The Great Wolf Lodge, built on the premise that about half of its clientele would hail from the U.S., is just the latest example of the ongoing effort to expand the region’s tourist options. Its amenities are aimed at families, and the lodge, with regular rates starting at about $250 a night, Salci says, is part of a push to encourage visitors to stay longer, because they’ll spend more. According to the mayor, day trippers—about 65% of Niagara Falls’ tourism business—are the mainstay of the trade, but “the ones who stay overnight are very valuable tourists.”
Niagara Falls’ two casinos—Casino Niagara, which has been operating since 1996, and the Niagara Fallsview Casino Resort, which opened in 2004—have been drivers for the development renaissance that has given the Ontario side of the Falls its current skyline of towering hotels and tourist attractions, dwarfing its U.S. neighbour. Much of the casinos’ business has been built on a strong U.S. customer base, but, again, the high dollar and gas prices have taken their toll. There’s also competition from two casinos across the border in New York, the Seneca Niagara Casino in Niagara Falls (opened in 2002) and the Seneca Allegany Casino in Salamanca (opened 2004), both operated by the Seneca Nation of Indians. A third, in Buffalo, is in the planning stages.
WHTI border regulations are bound to accelerate the decline in Canadian casino business from Americans. Stephen Wolstenholme, general manager for Fallsview Casino, says back in 1999, one in two patrons were Americans; today, that’s down to one in four. And U.S. citizens, he worries, might choose to “not deal with the border issue,” especially if they have gambling alternatives closer to home. Niagara casinos have managed to recoup some of the lost U.S. revenue by increasing their Canadian business, but any new border barriers will leave a serious mark, he says.
The rumblings about the adverse implications of WHTI on tourism and border-town economies are not just coming from Canadians, either. It’s caused consternation on the other side of the border, as well. In 2004, 31.5 million Canadians visited the U.S., spending US$7.7 billion. Of those visitors, 18.3 million were from Ontario, and they spent US$4.3 billion. Estimates are that under WHTI, the U.S. would lose about US$667 million in Canadian tourism spending by the end of 2008, with New York down US$62 million; Michigan, US$24.6 million; and Florida, US$136.8 million.

Pointing dataset excerpts:
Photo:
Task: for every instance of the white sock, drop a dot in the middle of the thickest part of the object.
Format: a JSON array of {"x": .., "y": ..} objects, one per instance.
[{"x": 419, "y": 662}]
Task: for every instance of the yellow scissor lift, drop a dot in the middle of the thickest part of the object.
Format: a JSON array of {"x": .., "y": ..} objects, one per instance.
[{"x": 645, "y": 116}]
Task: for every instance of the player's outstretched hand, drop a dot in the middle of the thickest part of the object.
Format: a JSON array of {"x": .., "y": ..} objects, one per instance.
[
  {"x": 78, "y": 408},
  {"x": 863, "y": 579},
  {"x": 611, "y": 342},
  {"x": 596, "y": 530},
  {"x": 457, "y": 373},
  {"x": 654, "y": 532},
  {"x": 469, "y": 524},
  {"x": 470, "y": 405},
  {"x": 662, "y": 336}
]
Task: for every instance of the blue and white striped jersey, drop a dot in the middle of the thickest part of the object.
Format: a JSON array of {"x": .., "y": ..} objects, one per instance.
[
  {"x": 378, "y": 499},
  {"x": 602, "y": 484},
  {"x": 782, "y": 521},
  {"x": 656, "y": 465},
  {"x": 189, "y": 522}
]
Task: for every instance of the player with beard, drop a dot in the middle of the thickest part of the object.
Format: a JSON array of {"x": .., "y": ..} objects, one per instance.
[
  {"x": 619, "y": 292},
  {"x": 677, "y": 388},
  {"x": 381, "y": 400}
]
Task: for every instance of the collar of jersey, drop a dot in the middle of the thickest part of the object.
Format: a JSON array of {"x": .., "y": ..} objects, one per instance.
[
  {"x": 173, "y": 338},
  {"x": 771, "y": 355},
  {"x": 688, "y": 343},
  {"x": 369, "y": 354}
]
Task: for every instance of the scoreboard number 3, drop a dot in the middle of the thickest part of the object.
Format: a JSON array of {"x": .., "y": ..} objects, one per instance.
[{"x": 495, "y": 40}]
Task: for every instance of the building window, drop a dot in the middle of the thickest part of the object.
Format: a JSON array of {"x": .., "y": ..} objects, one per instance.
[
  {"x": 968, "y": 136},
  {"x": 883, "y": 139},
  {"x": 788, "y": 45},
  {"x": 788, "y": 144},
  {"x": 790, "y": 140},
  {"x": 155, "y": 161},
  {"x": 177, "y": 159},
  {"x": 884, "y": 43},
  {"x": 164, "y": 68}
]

• **Given exercise A**:
Decide whether each statement agrees with the Niagara Falls tourism text, answering yes or no and quoting the exact words that settle it: (i) Casino Niagara opened in 2004. (ii) Day trippers account for about 65% of Niagara Falls’ tourism business. (iii) In 1999, one in four Fallsview Casino patrons were Americans.
• **Given exercise B**:
Reproduce word for word the passage of the Niagara Falls tourism text starting at "The rumblings about" and ending at "Florida, US$136.8 million.".

• **Final answer A**:
(i) No: "Casino Niagara, which has been operating since 1996"
(ii) Yes: "day trippers—about 65% of Niagara Falls’ tourism business—are the mainstay of the trade"
(iii) No: "back in 1999, one in two patrons were Americans; today, that’s down to one in four"

• **Final answer B**:
The rumblings about the adverse implications of WHTI on tourism and border-town economies are not just coming from Canadians, either. It’s caused consternation on the other side of the border, as well. In 2004, 31.5 million Canadians visited the U.S., spending US$7.7 billion. Of those visitors, 18.3 million were from Ontario, and they spent US$4.3 billion. Estimates are that under WHTI, the U.S. would lose about US$667 million in Canadian tourism spending by the end of 2008, with New York down US$62 million; Michigan, US$24.6 million; and Florida, US$136.8 million.